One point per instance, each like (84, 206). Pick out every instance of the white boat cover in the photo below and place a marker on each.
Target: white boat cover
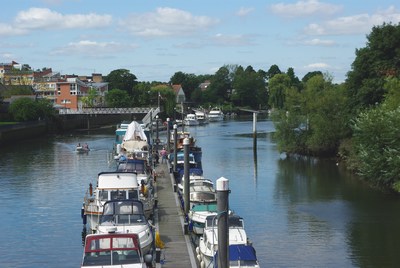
(135, 132)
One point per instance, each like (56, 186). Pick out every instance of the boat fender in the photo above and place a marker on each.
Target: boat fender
(90, 189)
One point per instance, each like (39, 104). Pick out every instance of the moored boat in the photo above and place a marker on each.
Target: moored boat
(201, 190)
(241, 256)
(208, 244)
(215, 114)
(201, 117)
(114, 250)
(127, 216)
(110, 186)
(191, 120)
(198, 214)
(82, 148)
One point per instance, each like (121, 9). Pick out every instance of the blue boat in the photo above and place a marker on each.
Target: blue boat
(240, 256)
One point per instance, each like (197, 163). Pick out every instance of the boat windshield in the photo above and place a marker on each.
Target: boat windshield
(132, 167)
(121, 213)
(111, 251)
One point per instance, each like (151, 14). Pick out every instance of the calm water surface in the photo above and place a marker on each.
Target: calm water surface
(298, 212)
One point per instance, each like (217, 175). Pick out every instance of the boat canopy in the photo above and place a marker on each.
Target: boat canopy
(135, 132)
(123, 207)
(243, 253)
(117, 180)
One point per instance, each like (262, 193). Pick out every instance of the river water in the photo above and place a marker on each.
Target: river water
(298, 212)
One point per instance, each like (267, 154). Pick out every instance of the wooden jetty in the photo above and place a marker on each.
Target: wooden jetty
(178, 250)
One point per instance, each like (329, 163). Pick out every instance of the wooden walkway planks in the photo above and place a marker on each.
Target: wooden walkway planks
(169, 221)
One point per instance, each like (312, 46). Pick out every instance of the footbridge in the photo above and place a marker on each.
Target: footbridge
(90, 116)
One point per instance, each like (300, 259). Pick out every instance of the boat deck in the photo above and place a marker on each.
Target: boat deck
(169, 221)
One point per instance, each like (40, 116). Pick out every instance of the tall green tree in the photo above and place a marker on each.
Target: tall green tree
(121, 79)
(373, 65)
(220, 87)
(249, 88)
(117, 98)
(272, 71)
(278, 85)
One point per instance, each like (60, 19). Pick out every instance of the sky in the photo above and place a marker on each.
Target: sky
(156, 39)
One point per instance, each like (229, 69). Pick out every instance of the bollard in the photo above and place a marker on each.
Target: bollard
(223, 229)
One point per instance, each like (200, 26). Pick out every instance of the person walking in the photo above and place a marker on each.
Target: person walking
(163, 154)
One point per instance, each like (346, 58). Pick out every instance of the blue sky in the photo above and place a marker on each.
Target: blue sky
(155, 39)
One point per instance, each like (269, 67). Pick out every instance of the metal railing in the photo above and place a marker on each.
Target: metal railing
(138, 110)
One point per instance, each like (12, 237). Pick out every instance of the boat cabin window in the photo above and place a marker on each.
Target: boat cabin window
(132, 167)
(118, 194)
(111, 251)
(103, 195)
(133, 195)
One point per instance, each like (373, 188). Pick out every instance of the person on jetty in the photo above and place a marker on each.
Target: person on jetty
(163, 154)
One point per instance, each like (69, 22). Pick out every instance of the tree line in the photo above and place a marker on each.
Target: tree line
(357, 121)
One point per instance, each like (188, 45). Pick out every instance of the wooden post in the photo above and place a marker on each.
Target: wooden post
(223, 228)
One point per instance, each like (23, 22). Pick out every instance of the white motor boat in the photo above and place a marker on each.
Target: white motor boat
(198, 215)
(191, 120)
(215, 115)
(201, 190)
(114, 250)
(201, 116)
(110, 186)
(208, 244)
(127, 216)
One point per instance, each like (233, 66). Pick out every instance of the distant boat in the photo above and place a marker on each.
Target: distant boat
(208, 244)
(215, 115)
(191, 120)
(201, 117)
(114, 250)
(82, 148)
(127, 216)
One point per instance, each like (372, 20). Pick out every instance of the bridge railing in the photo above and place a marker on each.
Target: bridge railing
(138, 110)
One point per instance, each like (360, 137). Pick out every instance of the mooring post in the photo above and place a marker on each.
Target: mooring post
(254, 130)
(157, 136)
(186, 183)
(175, 146)
(223, 229)
(168, 137)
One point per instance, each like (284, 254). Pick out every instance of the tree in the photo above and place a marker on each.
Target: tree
(373, 64)
(309, 75)
(117, 98)
(249, 88)
(314, 120)
(273, 70)
(121, 79)
(90, 99)
(189, 83)
(278, 86)
(220, 86)
(377, 144)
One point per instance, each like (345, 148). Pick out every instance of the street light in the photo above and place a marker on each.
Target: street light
(157, 139)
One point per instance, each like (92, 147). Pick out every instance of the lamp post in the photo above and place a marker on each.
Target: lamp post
(157, 139)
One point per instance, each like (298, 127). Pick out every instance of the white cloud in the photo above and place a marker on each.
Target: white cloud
(319, 42)
(166, 22)
(305, 8)
(357, 24)
(8, 30)
(317, 65)
(230, 40)
(244, 11)
(44, 18)
(93, 48)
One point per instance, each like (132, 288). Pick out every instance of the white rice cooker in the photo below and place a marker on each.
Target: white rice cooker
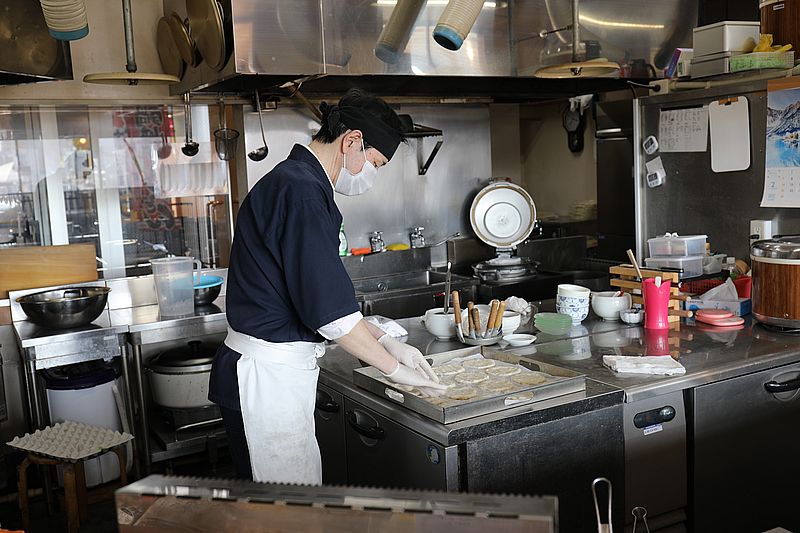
(179, 376)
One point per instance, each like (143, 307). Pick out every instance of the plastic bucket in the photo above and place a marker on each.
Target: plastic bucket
(174, 280)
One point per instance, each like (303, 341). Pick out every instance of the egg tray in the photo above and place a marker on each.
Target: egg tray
(70, 441)
(559, 381)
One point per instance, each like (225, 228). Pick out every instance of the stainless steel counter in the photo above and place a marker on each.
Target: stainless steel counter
(708, 356)
(337, 372)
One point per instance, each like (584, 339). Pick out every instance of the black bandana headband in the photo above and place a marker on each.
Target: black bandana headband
(376, 132)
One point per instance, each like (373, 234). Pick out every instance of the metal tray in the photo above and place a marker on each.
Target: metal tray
(564, 382)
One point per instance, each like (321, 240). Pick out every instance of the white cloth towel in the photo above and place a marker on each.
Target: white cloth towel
(649, 364)
(387, 325)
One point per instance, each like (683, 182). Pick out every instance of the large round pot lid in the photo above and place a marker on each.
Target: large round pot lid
(205, 21)
(781, 248)
(502, 215)
(195, 356)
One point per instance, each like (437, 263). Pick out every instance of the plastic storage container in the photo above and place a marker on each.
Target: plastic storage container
(727, 36)
(672, 245)
(174, 278)
(84, 393)
(692, 266)
(757, 60)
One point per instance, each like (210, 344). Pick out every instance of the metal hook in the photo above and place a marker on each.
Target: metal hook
(640, 513)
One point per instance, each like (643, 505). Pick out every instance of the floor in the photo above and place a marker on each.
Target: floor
(102, 514)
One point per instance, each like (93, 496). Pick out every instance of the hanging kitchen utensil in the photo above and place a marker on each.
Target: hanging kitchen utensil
(168, 54)
(205, 21)
(183, 40)
(132, 76)
(447, 279)
(259, 153)
(165, 150)
(594, 68)
(225, 138)
(602, 527)
(190, 148)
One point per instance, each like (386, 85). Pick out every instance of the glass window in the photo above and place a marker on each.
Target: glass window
(116, 178)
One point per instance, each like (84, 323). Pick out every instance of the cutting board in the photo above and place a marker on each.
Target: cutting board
(28, 267)
(729, 123)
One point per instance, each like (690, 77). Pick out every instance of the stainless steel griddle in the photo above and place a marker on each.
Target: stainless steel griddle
(445, 410)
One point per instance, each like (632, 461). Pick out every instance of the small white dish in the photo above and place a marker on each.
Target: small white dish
(519, 339)
(632, 316)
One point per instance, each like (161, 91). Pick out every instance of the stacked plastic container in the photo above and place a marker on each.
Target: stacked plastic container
(674, 251)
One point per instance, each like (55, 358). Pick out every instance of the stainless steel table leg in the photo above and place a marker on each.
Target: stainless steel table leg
(144, 441)
(126, 377)
(37, 404)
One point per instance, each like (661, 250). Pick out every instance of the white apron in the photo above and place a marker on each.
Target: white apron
(277, 394)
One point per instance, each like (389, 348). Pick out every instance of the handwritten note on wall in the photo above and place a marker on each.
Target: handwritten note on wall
(683, 130)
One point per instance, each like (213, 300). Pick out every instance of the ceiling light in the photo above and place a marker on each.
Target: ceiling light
(615, 24)
(486, 5)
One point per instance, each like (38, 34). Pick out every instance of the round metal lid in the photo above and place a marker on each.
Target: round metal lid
(171, 60)
(205, 21)
(193, 357)
(782, 248)
(502, 215)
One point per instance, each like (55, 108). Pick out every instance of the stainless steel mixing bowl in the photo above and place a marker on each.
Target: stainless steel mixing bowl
(69, 307)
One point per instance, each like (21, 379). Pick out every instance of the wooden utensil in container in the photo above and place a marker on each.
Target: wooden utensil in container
(471, 321)
(476, 320)
(457, 315)
(498, 321)
(492, 316)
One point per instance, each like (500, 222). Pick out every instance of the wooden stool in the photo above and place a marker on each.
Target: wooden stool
(74, 486)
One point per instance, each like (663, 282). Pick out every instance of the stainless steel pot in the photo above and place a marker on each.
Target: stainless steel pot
(69, 307)
(179, 377)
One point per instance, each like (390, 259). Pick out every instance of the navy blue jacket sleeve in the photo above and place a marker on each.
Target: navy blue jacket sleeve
(317, 282)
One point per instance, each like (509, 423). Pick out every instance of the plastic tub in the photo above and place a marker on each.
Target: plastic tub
(174, 279)
(676, 245)
(692, 266)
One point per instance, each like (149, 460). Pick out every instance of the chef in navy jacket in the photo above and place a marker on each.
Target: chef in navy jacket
(288, 291)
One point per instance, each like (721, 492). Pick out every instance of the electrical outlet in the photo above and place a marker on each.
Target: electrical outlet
(760, 229)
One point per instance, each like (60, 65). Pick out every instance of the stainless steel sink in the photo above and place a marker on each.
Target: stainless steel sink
(403, 281)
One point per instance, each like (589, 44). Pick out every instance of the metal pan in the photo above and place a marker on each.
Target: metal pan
(70, 307)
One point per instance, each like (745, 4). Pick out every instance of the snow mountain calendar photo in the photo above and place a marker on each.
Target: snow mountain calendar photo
(782, 179)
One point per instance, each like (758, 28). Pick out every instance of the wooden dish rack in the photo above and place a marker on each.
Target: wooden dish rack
(625, 278)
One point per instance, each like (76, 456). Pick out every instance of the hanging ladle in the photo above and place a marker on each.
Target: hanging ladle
(165, 149)
(259, 153)
(190, 148)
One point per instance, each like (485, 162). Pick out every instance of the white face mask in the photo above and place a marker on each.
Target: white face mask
(351, 184)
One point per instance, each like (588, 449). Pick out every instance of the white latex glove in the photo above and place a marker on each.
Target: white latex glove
(408, 355)
(405, 375)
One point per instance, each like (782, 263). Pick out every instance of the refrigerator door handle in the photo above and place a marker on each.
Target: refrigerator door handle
(787, 386)
(370, 432)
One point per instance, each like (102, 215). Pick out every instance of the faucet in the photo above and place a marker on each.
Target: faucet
(416, 237)
(450, 238)
(376, 243)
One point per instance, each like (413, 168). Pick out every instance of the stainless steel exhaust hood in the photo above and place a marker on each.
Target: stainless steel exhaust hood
(29, 53)
(333, 42)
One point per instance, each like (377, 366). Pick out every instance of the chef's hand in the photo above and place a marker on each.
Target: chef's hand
(405, 375)
(408, 355)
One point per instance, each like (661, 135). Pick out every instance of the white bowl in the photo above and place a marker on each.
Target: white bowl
(607, 306)
(440, 325)
(520, 339)
(578, 314)
(573, 291)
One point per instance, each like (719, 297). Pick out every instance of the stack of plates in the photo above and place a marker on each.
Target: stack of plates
(553, 323)
(66, 19)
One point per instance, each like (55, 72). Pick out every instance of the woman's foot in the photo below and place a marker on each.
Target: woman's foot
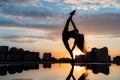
(73, 12)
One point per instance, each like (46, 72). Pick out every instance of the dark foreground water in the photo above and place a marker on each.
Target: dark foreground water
(63, 71)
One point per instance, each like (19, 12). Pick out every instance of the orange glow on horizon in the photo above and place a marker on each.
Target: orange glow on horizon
(77, 52)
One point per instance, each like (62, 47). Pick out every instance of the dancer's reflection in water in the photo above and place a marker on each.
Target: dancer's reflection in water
(71, 73)
(66, 35)
(83, 77)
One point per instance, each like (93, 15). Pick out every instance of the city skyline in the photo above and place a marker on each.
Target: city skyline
(37, 25)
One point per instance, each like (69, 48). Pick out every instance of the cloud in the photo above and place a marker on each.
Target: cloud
(26, 39)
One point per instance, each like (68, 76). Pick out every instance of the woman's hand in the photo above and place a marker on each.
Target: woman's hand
(73, 12)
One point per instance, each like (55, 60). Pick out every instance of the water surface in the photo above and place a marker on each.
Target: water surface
(63, 71)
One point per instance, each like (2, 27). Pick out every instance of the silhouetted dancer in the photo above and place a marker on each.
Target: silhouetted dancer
(71, 73)
(83, 77)
(66, 35)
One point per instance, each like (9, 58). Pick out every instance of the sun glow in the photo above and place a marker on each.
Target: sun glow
(77, 52)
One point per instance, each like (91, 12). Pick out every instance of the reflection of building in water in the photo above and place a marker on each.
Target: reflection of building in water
(96, 55)
(117, 60)
(47, 65)
(15, 54)
(12, 69)
(99, 55)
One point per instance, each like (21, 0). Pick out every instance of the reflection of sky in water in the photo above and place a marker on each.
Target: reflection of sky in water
(60, 72)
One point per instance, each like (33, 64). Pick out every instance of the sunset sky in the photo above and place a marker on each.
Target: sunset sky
(37, 25)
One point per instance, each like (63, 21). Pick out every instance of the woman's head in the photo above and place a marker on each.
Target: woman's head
· · · · · · ·
▶ [Task prompt]: Recast the rows above as a Markdown table with the columns Number and Text, starting at the line that contains "One point per instance, each like (2, 27)." and ending at the last line of the rows. Give each line its own number in order, and leave out blank lines.

▶ [Result of the task]:
| Number | Text |
|---|---|
| 1 | One point per instance, each like (2, 27). Pick out every instance of the silhouetted dancer in the photo above and place a marker on each. |
| 2 | Target: silhouetted dancer |
| 3 | (71, 73) |
| 4 | (83, 77) |
| 5 | (66, 35) |
| 6 | One point per instance, each like (9, 58). Pick out every instance of the sun glow in the photo above and place a marker on each. |
| 7 | Target: sun glow |
| 8 | (77, 52) |
| 9 | One point per instance, each like (91, 12). Pick out every instance of the reflection of building in water in the photo above and place a marker on each. |
| 10 | Target: reflection of building in water |
| 11 | (96, 55) |
| 12 | (117, 60) |
| 13 | (47, 65) |
| 14 | (15, 54) |
| 15 | (12, 69) |
| 16 | (99, 55) |
| 17 | One point per instance, each like (21, 0). Pick out every instance of the reflection of sky in water in the photo above and place a marker on each. |
| 18 | Target: reflection of sky in water |
| 19 | (60, 72) |
| 20 | One point per instance, each like (33, 64). Pick out every instance of the sunset sky in the photo above and place a marker on each. |
| 21 | Target: sunset sky |
| 22 | (37, 25) |
| 23 | One point per instance, each like (63, 21). Pick out every instance of the woman's head in the photo above and place a marker on each. |
| 24 | Target: woman's head |